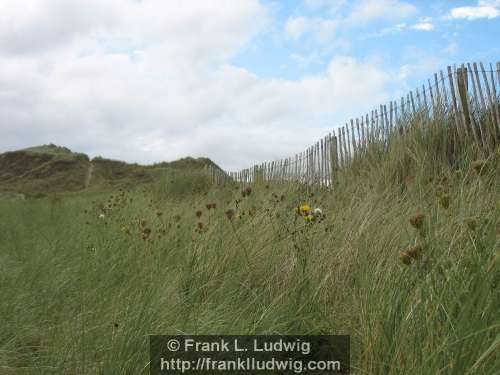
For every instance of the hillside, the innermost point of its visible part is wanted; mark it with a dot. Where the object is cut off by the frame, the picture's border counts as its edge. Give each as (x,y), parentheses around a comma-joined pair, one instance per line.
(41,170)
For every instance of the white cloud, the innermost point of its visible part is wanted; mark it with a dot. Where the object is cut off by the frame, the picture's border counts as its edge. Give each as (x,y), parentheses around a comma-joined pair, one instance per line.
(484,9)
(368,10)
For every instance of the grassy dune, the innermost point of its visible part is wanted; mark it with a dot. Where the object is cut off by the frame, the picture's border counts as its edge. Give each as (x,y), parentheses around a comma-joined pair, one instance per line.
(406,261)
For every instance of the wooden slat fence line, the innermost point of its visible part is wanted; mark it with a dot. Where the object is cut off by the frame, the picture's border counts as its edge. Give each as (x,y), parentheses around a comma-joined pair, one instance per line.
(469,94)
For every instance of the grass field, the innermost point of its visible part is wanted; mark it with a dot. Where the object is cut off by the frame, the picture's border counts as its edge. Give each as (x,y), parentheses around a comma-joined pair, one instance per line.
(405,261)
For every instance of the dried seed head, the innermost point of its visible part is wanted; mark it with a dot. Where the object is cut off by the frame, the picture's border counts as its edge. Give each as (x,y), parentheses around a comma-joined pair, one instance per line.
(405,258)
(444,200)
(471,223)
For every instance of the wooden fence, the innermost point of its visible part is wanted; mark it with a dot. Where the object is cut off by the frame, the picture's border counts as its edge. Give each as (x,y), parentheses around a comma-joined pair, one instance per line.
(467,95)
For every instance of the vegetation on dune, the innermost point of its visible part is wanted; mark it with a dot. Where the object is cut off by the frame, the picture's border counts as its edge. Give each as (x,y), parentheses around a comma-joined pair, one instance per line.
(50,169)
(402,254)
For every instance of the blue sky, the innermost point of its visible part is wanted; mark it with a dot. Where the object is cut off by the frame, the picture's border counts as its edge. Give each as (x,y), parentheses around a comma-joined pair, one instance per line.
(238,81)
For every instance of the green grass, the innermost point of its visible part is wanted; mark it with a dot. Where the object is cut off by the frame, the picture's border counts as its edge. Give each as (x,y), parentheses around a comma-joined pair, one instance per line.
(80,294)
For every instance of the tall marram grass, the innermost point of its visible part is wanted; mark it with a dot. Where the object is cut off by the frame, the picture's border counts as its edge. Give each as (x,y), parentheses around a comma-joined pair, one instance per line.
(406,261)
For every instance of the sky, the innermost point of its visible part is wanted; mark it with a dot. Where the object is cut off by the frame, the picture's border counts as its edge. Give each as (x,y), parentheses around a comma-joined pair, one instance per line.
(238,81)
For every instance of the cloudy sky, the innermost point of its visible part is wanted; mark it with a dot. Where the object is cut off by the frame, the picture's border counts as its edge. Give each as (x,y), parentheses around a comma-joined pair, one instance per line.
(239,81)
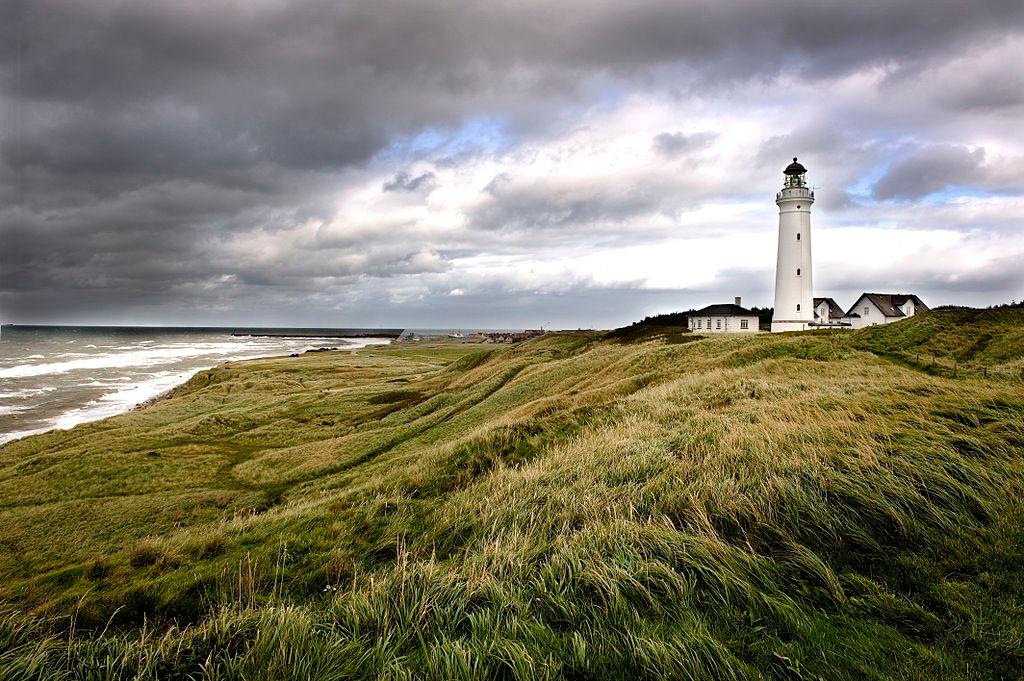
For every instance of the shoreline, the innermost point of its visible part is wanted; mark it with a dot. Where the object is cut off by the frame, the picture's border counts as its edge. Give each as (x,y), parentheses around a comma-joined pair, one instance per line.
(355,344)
++++++
Given exercise -
Output every row above as a two-column CSV with the headers "text" and "answer", one line per row. Put each row's text and its answer in their own quoted fields, change any line breaks to spaces, and leave out the pictures.

Task response -
text,answer
"For every instance of the hillside, the innermost point of its visible part is wanted; mark it with a dot. Where the object is cut off by the frame, the picture's border counts as its edge. Give each as (x,y), parentheses around a comma-joined pair, one instance per line.","(41,170)"
"For every instance of the white cloud, the innermost point of its visible part is wanted; mark it with a dot. Where the object is cut off by the frame, the picture's border counts as its edge. Give each as (x,y), parentheses around a comma-joined pair, one instance per line.","(484,9) (368,10)"
"For every instance of the grassy dune, the innermost point of its visible part is wanted; mark it with a dot. Where the object is cut off by the frame, the picture's border counts as its edge. Give each as (x,y), parentheses around a comma-joined pair, one instance per line.","(406,261)"
"For every instance of the wooden slat fence line, the innermost point of its visible part is wanted; mark it with a dot. Where the object is cut off by the frame, the picture's border counts as its edge. Give each as (x,y), parentheses around a comma-joined pair, one instance per line.","(469,94)"
"For every instance of the grass field, the innermost point of its visible part is wanted; mark it with a dot. Where the object is cut off by the frame, the picture's border counts as its edge. Give each as (x,y), parentheses around a comma-joined pair, one instance per line.","(405,261)"
"For every instance of the dried seed head, the innermost point of its visible part is wanted; mark it with a dot. Where the object is cut off by the frame, the picture's border counts as its edge. Give each as (x,y), parentheses around a comma-joined pair, one instance per line.","(405,258) (444,200) (471,223)"
"For every instance of the wooden fence, the innermost point of its visible part is wanted; mark it with a dot. Where the object is cut off by the frame, the picture's border counts as its edge. Give each as (x,y), parentheses around a comma-joined pair, one instance per line.","(467,95)"
"For every instance of the vegetation on dune, the innermost point of its visible part is wanted; mark it with a dot. Where the object is cut off by the frame, the picture's border counts as its edge. Give each as (x,y), parentheses around a comma-joined pair, one instance per line.","(50,169) (402,254)"
"For every instance of the blue sky, the innermost point of its visible part is wanted; mark it with a dot. Where the object is cut off by the frame, the picture's border counts as its edge. Give each as (x,y), parentheses around a comma-joined pair, one instance per line.","(238,81)"
"For every instance of the green grass, the innermost point of its visible part is wanted; mark it with a dot. Where the object is cut off by the frame, the picture's border counts as its edge. Give each as (x,y), parentheses around a comma-joined pair, one instance per line.","(80,294)"
"For every instance of the tall marram grass, the innermost point of its visible part is wanted; mark it with a dot. Where the object is cut off by the frame, the picture's border counts as its edge. Give each as (x,y), parentheses around a comma-joined pair, one instance per line.","(406,261)"
"For every instance of the sky, the innermost point of its visible part is wanted; mark it with a dot. Where the object is cut off by the frame, the picture's border counts as its edge. Give each as (x,y), parentheses around a comma-joined pair, one instance per line.","(238,81)"
"For every instance of the cloudy sky, the innermost point of its visible part is wanted; mark it with a dot. Where the object is cut off by the frame, the picture's border counts as its edge. Give each as (x,y), parentheses around a comma-joined pair, one instance per line.","(239,81)"
"For every instance of the shoreline, the innermost point of its visible part is wanted; mark it with a dot. Where the object is cut off by the frame, the picture's border counts as its edge. Give each as (x,y), parentheses around a comma-joined pair, one instance per line.","(355,344)"